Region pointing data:
···
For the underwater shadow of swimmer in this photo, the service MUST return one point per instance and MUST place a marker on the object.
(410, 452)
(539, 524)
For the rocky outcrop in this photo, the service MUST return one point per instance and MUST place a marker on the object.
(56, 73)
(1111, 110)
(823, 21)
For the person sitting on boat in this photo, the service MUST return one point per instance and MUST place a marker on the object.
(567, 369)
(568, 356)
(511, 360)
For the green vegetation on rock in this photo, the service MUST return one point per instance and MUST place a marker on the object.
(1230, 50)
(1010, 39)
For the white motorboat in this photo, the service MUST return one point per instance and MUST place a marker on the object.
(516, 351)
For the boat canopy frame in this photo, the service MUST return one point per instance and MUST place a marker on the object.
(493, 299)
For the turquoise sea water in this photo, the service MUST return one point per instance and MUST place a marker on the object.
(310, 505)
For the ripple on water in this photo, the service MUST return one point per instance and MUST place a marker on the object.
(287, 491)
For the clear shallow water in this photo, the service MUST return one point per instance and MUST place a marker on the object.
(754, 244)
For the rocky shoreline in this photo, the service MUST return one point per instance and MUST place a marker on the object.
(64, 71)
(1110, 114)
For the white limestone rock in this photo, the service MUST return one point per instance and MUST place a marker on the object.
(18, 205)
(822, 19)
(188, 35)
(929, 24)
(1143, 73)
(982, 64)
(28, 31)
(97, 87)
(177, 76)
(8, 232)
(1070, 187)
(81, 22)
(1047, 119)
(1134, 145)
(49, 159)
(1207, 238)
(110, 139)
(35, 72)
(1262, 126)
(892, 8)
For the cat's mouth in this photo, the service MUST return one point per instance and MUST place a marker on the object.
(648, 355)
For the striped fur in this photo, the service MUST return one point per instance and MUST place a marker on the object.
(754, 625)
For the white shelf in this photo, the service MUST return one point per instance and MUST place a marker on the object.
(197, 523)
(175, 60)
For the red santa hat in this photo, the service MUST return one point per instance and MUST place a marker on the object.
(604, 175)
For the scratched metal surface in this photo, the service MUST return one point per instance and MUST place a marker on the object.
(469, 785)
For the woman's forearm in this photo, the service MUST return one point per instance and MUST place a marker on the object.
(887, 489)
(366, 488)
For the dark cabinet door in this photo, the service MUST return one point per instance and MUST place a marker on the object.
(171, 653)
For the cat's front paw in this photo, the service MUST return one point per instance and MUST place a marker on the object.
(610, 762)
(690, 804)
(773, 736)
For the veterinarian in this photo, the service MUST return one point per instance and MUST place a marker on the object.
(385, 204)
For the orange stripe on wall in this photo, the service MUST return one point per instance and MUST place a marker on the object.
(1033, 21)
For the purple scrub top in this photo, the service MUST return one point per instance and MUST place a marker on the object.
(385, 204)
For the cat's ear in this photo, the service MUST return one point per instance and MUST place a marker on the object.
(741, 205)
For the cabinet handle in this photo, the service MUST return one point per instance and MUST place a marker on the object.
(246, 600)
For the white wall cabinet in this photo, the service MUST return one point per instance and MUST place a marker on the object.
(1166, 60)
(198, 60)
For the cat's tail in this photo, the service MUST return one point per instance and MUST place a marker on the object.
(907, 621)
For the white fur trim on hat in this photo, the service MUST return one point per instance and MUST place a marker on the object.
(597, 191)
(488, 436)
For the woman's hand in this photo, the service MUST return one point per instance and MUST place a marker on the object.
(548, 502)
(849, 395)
···
TASK TO COMPLETE: Output every record above exactly as it was given.

ANSWER SECTION:
For the underwater shadow of swimmer in this photo, the service MUST return one point per instance and MUST place a marker on the object.
(410, 452)
(539, 524)
For the rocky outcrop in this photo, the service MUST return one point per instance and MUST place a marker on the object.
(56, 73)
(1111, 110)
(823, 21)
For the person sitting on boat in this photo, the service MUST return one point per instance and MUST place a marker on the object.
(567, 369)
(568, 356)
(511, 360)
For the green vegetation on rock in this photo, the service MUST return one point per instance and MUST place a marker on the object.
(1230, 50)
(1010, 39)
For the white motorboat in this photo, the service MUST return one point per instance and MUST place a marker on the object.
(516, 351)
For the boat canopy frame in this photo, the service MUST return one point per instance and MUST place a marker on the object.
(493, 299)
For the turquoise sea water in this photo, the service MUST return one point per instance and MUST place a marker on the object.
(310, 505)
For the ripple on water in this photo, the service MUST return one point per instance and MUST place a marker on the object.
(287, 491)
For the clear shallow water in this photo, the service MUST return one point per instance and MUST place a marker on the object.
(754, 244)
For the rocky shoreline in this photo, the service MUST return one point per instance and MUST place a marker on the object.
(64, 71)
(1110, 114)
For the white limestone rock in this photo, the service MUST return one point per instance and MUST place a marker on the object.
(18, 205)
(822, 19)
(188, 35)
(929, 24)
(1143, 73)
(982, 64)
(28, 31)
(97, 87)
(177, 76)
(8, 232)
(1070, 187)
(81, 22)
(1047, 119)
(1134, 145)
(49, 159)
(1207, 238)
(110, 139)
(35, 72)
(1262, 126)
(892, 8)
For the cat's mouth in this photo, the service MUST return one point per instance and MUST place a marker on the object.
(648, 355)
For the striped fur in this photo, the service MUST return one point per instance and MUST place a marker on the object.
(754, 625)
For the white shelf in this photo, the service MUST return one point per instance and MUST place a marker on the object.
(197, 523)
(175, 60)
For the red santa hat in this photo, the service MUST return one point per instance and MUST place a marker on the object.
(604, 175)
For the scratched metal surface in this photo, the service MUST return one point per instance and MUST place a marker on the object.
(469, 785)
For the woman's forearm in this photo, the service MUST return one point per instance and MUST place a marker on the object.
(887, 489)
(366, 488)
For the dark cabinet door in this photo, the service MUST return one point per instance and MUST place a marker on the object.
(171, 653)
For the cat's front paw in this photo, the service MUST return one point per instance and MUST place a marker on the object.
(610, 762)
(690, 804)
(773, 736)
For the veterinarian in this photo, the service MUST return one point per instance and MUST place a marker on the object.
(385, 204)
For the orange stripe on wall in this photo, the service MUST return one point per instance and MUST place a marker on the object.
(1033, 21)
For the purple scrub top in this photo, the service MUST return one point per instance and MUST place a marker on the object.
(385, 204)
For the cat's ear in this photo, the service MUST return one point per instance and MUST place a marker on the object.
(741, 205)
For the cabinet handle in this photo, the service MUST return one point per instance and MUST place a marker on the object.
(246, 600)
For the white wall cabinet in this photo, the service MUST return one point per instance and MUST place a marker on the object.
(1166, 60)
(198, 60)
For the cat's tail in this photo, the service MUST return one point per instance and MUST place a marker on the object.
(907, 621)
For the white fur trim on hat in this photo, the service MUST return one point per instance and MUST place a marker on the object.
(597, 191)
(488, 436)
For the woman's hand in this photo, the service MUST return one point per instance and MUST place a marker on the object.
(548, 502)
(849, 395)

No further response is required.